Dataset records:
○ ○ ○
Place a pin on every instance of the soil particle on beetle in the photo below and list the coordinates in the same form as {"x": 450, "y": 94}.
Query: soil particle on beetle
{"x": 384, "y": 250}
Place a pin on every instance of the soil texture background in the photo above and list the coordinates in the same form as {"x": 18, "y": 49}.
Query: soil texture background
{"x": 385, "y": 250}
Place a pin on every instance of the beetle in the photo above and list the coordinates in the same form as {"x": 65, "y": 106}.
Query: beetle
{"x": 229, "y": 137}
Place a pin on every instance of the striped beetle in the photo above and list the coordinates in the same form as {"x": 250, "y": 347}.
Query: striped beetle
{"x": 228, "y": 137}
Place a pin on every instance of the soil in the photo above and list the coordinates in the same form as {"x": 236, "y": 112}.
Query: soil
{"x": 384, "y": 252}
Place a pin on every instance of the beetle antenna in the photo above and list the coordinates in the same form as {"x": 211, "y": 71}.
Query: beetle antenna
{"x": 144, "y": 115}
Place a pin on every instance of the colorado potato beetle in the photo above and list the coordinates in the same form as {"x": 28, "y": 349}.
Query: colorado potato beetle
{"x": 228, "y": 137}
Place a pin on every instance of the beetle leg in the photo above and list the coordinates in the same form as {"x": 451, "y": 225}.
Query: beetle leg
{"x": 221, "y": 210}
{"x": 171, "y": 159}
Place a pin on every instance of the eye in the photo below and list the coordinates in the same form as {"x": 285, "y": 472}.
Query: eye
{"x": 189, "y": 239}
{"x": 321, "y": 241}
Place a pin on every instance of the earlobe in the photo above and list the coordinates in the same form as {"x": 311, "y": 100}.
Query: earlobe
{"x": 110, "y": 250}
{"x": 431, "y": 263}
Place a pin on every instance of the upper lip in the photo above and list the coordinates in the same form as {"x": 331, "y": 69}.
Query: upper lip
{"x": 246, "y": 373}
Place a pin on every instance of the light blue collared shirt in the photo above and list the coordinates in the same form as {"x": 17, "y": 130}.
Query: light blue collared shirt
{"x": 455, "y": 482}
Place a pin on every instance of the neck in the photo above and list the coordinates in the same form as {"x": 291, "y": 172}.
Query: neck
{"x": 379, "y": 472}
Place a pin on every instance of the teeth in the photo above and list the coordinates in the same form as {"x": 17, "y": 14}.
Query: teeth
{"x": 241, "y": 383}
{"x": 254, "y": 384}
○ ○ ○
Exercise description: Print every line of the data above again, unchanged and in the same order.

Result of the exercise:
Place a pin on every instance of the soil particle on beetle in the photo below and list the coordinates in the same form as {"x": 450, "y": 94}.
Query: soil particle on beetle
{"x": 384, "y": 250}
Place a pin on every instance of the soil texture background in the photo above and list the coordinates in the same form as {"x": 18, "y": 49}.
Query: soil texture background
{"x": 385, "y": 250}
Place a pin on every instance of the beetle in the photo above and list the coordinates in the same form as {"x": 65, "y": 106}.
Query: beetle
{"x": 229, "y": 137}
Place a pin on every instance of the striped beetle in the photo above and list the coordinates in the same form as {"x": 250, "y": 347}.
Query: striped beetle
{"x": 228, "y": 137}
Place a pin on every instance of the soil in the photo above and list the coordinates in the same form as {"x": 236, "y": 112}.
Query: soil
{"x": 384, "y": 252}
Place a pin on every instance of the beetle antenna in the photo above and list the coordinates in the same form as {"x": 211, "y": 71}.
Query: beetle antenna
{"x": 144, "y": 115}
Place a pin on every instance of the colorado potato beetle in the photo above and list the coordinates in the same form as {"x": 28, "y": 349}.
Query: colorado potato beetle
{"x": 228, "y": 137}
Place a pin on every instance of the beetle leg in the photo above and list the coordinates in the same form as {"x": 451, "y": 225}.
Query: beetle leg
{"x": 221, "y": 210}
{"x": 171, "y": 159}
Place a pin on every instance of the eye in the photo below and list the coordinates in the same form as {"x": 285, "y": 472}.
Query: eye
{"x": 189, "y": 239}
{"x": 321, "y": 241}
Place a pin on every instance of the earlobe in the photo above and list the coordinates in the same form as {"x": 311, "y": 100}.
Query: earlobe
{"x": 110, "y": 250}
{"x": 431, "y": 263}
Place a pin on every instance of the upper lip in the photo above and list the coordinates in the same form as {"x": 331, "y": 69}.
Query: upper lip
{"x": 246, "y": 373}
Place a pin on every instance of the light blue collared shirt in the photo above and list the coordinates in the same form as {"x": 17, "y": 130}.
Query: light blue collared shirt
{"x": 455, "y": 482}
Place a pin on every instance of the neck in the photo above and list the coordinates in the same form as {"x": 291, "y": 172}.
Query: neck
{"x": 379, "y": 472}
Place a pin on every instance of the teeth in the photo above and list the coordinates in the same form as {"x": 17, "y": 14}.
Query: teeth
{"x": 241, "y": 383}
{"x": 254, "y": 384}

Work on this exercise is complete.